Write out again, exactly as they stand, the line that includes "Target: large ribbed tomato" and all remaining lines of the entries.

BEGIN Material for this exercise

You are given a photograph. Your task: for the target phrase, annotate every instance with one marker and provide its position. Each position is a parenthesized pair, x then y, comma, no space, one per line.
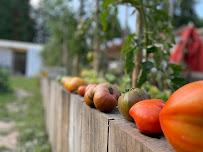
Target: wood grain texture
(125,137)
(59,112)
(52,118)
(95,128)
(73,126)
(65,120)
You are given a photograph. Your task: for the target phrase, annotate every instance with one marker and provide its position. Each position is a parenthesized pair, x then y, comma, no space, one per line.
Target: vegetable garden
(142,109)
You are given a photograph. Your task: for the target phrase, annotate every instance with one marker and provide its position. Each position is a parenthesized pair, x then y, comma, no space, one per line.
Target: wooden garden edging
(72,126)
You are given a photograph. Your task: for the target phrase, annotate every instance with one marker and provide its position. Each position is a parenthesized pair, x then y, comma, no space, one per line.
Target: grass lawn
(28,115)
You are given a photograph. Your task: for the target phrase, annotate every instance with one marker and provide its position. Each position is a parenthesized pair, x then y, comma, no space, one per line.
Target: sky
(131,19)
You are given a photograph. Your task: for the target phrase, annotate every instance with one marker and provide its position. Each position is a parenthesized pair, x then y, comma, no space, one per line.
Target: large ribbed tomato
(182,118)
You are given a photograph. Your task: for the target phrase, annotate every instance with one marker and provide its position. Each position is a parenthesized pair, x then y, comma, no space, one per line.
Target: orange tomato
(182,118)
(81,90)
(89,94)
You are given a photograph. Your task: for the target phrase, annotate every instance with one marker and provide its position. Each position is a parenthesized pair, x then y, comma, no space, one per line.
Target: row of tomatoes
(180,119)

END Material for this exercise

Result of the task:
Target: large ribbed tomato
(182,118)
You are given a photograph. Your task: for the target phrase, annotate every instance with one marker and provide its position. Each position is a parenthesized pair, x then y, comma, no space, one per line.
Target: orange tomato
(182,118)
(81,90)
(89,94)
You are given a photograph. Your task: for the target phrase, annotate every instance with one marker and provide its position. Each position is a parenthesized pair, x then y, comma, no space, one per line.
Target: row of tomatoes
(180,119)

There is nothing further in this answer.